# [Objective]
Print the line containing "of the palm" and each line after it through the end, please, with nothing added.

# [Coordinate annotation entries]

_ _ _ _ _

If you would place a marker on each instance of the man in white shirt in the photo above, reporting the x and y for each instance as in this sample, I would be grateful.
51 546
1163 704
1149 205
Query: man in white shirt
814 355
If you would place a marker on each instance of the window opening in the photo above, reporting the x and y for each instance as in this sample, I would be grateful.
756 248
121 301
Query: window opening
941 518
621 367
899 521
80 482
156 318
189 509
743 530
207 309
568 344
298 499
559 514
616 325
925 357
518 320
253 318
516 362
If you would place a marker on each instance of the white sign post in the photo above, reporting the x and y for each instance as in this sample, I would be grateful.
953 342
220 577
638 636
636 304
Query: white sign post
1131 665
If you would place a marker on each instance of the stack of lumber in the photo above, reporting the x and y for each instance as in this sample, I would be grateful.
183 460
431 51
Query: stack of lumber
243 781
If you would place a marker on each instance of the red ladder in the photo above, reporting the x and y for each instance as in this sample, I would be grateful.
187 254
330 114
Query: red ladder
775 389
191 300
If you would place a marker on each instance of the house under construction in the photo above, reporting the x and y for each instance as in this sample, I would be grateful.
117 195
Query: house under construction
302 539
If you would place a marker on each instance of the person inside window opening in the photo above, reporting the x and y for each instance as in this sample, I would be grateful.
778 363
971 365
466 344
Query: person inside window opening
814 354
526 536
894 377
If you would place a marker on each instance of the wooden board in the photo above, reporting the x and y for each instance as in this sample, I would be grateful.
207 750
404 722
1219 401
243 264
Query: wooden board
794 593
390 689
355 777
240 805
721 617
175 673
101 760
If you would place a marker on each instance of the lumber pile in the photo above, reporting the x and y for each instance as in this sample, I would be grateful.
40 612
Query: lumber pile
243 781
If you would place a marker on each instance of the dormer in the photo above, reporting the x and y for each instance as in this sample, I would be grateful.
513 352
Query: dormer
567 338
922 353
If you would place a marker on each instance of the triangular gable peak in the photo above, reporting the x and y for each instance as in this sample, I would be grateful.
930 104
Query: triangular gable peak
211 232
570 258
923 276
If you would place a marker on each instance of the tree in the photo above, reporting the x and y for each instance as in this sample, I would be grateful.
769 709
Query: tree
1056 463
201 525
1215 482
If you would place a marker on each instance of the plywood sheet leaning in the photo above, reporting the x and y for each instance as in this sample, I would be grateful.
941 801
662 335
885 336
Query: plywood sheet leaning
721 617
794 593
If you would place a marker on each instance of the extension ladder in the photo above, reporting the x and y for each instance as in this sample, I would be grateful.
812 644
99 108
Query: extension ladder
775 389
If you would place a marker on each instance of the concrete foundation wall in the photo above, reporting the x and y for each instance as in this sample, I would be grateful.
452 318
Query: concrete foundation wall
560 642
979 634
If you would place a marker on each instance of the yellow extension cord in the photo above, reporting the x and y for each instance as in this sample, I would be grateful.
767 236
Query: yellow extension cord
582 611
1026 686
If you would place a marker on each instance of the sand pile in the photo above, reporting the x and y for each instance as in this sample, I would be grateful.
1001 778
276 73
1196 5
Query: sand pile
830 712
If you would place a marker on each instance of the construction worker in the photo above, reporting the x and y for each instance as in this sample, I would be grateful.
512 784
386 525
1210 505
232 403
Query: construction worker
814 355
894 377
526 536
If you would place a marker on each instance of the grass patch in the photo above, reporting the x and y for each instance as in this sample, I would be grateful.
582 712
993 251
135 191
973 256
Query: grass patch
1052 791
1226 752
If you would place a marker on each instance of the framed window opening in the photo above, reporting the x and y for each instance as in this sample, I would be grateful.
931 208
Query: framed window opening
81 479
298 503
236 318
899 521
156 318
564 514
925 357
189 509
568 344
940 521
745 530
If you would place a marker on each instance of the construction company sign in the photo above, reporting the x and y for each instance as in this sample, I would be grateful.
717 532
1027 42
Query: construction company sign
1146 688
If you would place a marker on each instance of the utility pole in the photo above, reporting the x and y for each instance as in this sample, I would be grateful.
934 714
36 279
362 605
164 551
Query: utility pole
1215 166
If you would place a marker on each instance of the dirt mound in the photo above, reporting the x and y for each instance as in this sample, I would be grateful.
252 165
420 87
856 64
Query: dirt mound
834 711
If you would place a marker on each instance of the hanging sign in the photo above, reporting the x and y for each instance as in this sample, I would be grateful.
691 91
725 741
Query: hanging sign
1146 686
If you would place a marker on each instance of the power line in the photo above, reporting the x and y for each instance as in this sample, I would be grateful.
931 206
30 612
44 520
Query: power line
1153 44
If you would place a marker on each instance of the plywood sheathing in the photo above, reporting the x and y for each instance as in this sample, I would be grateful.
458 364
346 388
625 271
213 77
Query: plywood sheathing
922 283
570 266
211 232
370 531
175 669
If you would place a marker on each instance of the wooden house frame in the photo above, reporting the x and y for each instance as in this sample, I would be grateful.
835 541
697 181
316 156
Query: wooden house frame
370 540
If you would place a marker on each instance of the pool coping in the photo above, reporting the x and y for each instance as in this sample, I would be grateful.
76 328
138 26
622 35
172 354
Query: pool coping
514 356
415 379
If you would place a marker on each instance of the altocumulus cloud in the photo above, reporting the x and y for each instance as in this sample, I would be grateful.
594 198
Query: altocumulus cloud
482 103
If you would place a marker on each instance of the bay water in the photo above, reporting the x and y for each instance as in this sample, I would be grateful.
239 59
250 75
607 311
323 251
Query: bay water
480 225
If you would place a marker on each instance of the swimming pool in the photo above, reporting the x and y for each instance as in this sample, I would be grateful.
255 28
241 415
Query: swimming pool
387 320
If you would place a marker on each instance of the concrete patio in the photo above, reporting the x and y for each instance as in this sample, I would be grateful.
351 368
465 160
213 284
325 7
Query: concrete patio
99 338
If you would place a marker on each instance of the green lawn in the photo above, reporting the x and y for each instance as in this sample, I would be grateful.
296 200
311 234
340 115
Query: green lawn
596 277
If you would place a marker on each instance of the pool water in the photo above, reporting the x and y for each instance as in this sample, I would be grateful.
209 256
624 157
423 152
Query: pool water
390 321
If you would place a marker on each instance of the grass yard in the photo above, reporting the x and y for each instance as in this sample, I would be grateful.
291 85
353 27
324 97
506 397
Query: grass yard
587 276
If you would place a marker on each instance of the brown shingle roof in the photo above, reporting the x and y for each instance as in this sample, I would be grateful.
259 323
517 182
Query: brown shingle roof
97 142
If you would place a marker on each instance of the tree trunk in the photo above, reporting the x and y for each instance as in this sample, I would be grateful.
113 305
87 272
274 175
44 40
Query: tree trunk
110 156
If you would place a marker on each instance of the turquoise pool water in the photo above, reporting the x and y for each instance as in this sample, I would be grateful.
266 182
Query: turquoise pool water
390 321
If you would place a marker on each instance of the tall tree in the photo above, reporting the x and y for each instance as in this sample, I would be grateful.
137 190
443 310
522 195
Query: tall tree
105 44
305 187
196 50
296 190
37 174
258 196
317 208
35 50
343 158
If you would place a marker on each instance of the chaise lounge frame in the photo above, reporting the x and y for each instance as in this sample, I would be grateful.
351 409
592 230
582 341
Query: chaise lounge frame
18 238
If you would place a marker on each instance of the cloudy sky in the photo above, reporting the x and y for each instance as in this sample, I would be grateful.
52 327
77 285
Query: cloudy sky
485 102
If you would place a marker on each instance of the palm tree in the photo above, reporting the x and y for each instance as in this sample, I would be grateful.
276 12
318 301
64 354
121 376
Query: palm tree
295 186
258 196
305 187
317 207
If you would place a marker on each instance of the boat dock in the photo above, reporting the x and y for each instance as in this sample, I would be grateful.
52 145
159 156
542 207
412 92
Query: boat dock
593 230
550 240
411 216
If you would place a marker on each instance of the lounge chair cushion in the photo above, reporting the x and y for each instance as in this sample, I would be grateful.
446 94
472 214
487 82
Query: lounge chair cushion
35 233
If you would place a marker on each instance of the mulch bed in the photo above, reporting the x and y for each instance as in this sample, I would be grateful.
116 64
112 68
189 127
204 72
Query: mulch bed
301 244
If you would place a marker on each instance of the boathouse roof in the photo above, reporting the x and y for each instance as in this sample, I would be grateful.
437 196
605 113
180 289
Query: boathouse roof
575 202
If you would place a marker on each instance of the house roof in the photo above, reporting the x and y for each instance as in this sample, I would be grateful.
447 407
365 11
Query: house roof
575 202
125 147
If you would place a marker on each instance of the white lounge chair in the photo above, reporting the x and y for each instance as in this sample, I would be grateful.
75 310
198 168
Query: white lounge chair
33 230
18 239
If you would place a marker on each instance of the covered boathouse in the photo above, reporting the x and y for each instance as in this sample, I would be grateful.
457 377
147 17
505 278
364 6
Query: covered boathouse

_ _ _ _ _

# [Result]
If you would place a marker on each instance of the palm tree in the photo above, reporting the x and y for each instance as in this sample, I would be grateful.
276 12
318 301
64 354
121 376
Query: palm tree
295 186
258 196
305 187
317 207
If you would place a marker on each instance of the boat dock in the photo above, reporting the x and y for each instance as in this sample, I would be grateful.
52 145
159 156
542 207
412 92
Query: boat dock
593 230
550 240
411 216
If you would place a marker on each instance of the lounge chair cushion in the photo above, reporting the x and y for each instance as in this sample, I would be grateful.
446 94
472 214
487 82
Query: lounge chair cushion
35 233
If you would place a marker on each instance of the mulch bed in the photo above, reporting the x and y for each instance as in this sample, I would be grateful.
116 64
112 68
189 127
204 72
Query: mulch bed
301 244
If you would place a marker on each instance of the boathouse roof in the photo above, reporting the x and y for each instance as in this sample, I would be grateful.
437 196
605 113
180 289
Query: boathouse roof
575 202
If you would place a marker on each instance of the house roof in the photo above, reporting the x and y for each instance as in this sample, I would be grateful.
447 407
365 11
Query: house roof
575 202
125 147
If you would place a marker on each instance of the white lounge chair in the photo above, reporting the x and y for each instance as in this sample, I would be grateful.
75 310
198 168
Query: white lounge chair
33 230
18 239
If you would place a marker on each instance of the covered boathouse in the photo above, reporting the x and y for each instance as in this sample, I would be grateful.
457 377
147 17
505 278
364 6
Query: covered boathouse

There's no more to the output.